** Entries supplied follows **
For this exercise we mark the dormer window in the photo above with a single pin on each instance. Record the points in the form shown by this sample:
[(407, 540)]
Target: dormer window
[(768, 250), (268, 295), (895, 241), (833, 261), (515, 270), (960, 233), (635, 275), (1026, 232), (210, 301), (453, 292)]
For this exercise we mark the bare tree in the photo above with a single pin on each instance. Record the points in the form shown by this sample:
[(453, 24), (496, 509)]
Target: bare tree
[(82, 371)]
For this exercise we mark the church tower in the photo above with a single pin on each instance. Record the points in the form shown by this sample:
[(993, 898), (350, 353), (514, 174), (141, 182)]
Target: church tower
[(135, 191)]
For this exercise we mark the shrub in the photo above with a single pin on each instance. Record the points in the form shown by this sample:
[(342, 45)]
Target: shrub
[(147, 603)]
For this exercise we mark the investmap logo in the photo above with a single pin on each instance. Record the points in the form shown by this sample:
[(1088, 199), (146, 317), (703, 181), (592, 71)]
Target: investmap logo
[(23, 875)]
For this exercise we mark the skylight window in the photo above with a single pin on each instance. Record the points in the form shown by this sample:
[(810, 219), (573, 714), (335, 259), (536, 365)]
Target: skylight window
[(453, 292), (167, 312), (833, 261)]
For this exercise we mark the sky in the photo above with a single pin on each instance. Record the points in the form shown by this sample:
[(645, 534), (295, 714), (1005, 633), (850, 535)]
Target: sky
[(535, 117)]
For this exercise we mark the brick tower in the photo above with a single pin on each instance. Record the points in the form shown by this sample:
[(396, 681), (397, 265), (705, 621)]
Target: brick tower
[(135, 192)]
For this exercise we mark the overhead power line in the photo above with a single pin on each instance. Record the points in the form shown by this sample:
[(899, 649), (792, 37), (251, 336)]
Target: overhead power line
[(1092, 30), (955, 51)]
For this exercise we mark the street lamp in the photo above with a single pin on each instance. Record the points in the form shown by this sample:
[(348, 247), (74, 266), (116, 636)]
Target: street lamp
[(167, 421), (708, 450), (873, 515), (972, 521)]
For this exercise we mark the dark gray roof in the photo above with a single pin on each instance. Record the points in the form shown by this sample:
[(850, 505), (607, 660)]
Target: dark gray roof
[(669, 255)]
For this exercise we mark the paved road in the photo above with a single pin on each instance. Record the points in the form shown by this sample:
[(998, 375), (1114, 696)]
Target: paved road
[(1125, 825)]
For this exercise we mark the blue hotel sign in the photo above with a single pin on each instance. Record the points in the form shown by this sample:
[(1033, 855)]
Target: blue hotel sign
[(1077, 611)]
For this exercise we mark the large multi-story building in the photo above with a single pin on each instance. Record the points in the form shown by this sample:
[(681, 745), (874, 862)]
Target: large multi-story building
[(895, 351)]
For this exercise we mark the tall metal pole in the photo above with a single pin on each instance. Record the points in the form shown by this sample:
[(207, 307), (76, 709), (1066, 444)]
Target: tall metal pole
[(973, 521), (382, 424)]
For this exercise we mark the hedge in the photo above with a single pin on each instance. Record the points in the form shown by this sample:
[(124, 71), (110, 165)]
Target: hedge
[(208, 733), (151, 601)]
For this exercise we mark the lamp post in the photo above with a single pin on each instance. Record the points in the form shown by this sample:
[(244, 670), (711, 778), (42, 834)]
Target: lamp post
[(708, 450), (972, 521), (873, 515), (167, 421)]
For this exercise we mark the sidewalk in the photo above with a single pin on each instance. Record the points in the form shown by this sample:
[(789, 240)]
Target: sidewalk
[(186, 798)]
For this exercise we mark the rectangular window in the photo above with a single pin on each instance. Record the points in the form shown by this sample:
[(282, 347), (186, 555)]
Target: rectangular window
** End of Entries supplied **
The problem ▸
Your answer should consist of the lines above that hold the word "rectangular".

Response area ▸
For this exercise we mark the rectangular window in the photo above with a single pin on each instance. Record the points in the form shown by this sample:
Target: rectangular window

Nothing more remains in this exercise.